WHAT IS BEING ASKED:
Extract each line of the data below that contains the string "plank". Matching is case-sensitive.

DATA EXTRACT:
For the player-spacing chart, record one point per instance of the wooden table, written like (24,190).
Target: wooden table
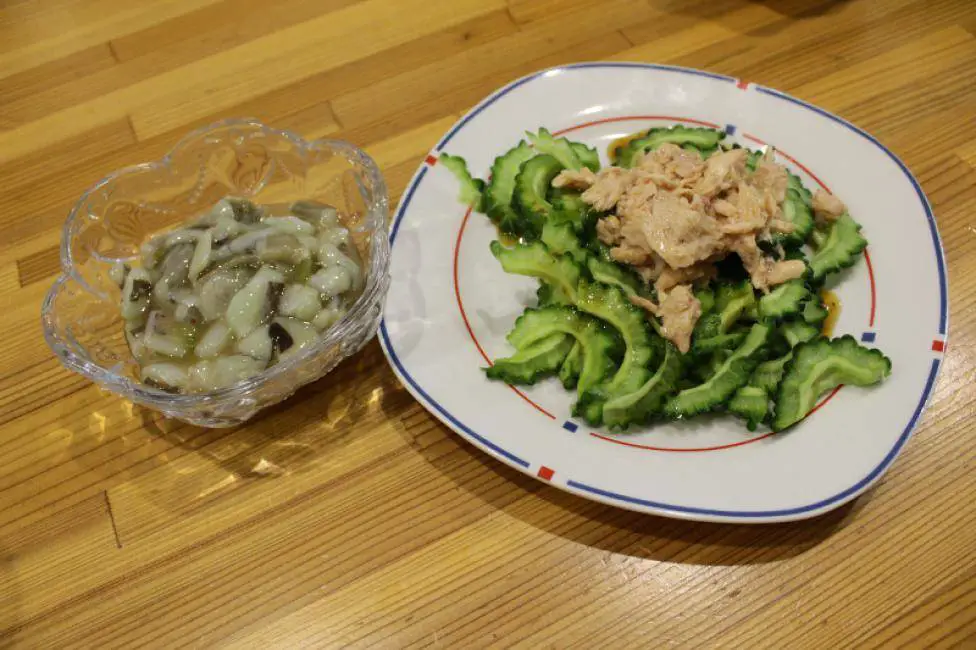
(351,517)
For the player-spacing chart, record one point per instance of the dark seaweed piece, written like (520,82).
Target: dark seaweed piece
(281,340)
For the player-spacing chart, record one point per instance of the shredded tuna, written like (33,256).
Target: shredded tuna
(608,230)
(673,215)
(679,311)
(610,185)
(722,171)
(827,207)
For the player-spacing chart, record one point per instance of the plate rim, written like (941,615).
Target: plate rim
(636,503)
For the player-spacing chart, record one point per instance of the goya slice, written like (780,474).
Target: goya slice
(570,369)
(613,274)
(768,374)
(839,249)
(785,300)
(751,403)
(498,195)
(547,295)
(532,185)
(702,139)
(611,305)
(729,377)
(796,332)
(819,366)
(535,260)
(599,347)
(638,406)
(472,189)
(732,302)
(587,155)
(530,364)
(559,148)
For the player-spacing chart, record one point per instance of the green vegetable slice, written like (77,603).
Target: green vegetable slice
(560,148)
(796,332)
(611,305)
(472,189)
(702,139)
(819,366)
(532,363)
(730,376)
(535,260)
(531,186)
(814,312)
(751,403)
(572,365)
(598,345)
(638,406)
(732,302)
(839,249)
(796,211)
(768,374)
(500,191)
(561,239)
(615,275)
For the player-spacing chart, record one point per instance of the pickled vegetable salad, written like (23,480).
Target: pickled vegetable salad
(671,283)
(236,291)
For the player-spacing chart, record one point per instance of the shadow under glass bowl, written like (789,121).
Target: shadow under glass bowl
(80,315)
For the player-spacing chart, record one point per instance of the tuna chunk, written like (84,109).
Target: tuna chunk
(679,312)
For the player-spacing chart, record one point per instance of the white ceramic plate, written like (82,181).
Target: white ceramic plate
(450,305)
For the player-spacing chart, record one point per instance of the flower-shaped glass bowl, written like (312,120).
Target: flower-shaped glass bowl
(245,158)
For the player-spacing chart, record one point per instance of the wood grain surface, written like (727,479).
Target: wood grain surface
(348,516)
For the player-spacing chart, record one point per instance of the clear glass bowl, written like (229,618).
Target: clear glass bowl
(81,317)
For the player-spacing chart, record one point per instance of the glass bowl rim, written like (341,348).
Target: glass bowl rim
(376,283)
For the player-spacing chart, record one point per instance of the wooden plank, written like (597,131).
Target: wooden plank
(349,516)
(60,33)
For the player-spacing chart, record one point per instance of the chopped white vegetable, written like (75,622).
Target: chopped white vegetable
(300,301)
(119,270)
(257,344)
(165,376)
(201,375)
(136,291)
(332,281)
(230,370)
(201,254)
(251,306)
(300,333)
(217,288)
(338,236)
(218,300)
(289,225)
(328,317)
(320,215)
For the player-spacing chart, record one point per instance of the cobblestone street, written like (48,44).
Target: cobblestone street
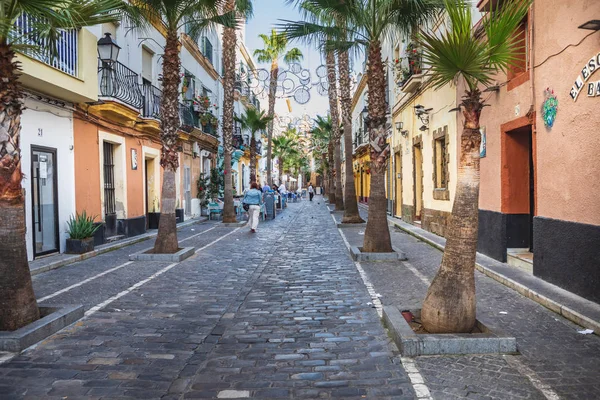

ANSWER TO THIS EXERCISE:
For the player-spacing chart, record one point per instance of the wooden plank, written like (597,131).
Target: wooden plank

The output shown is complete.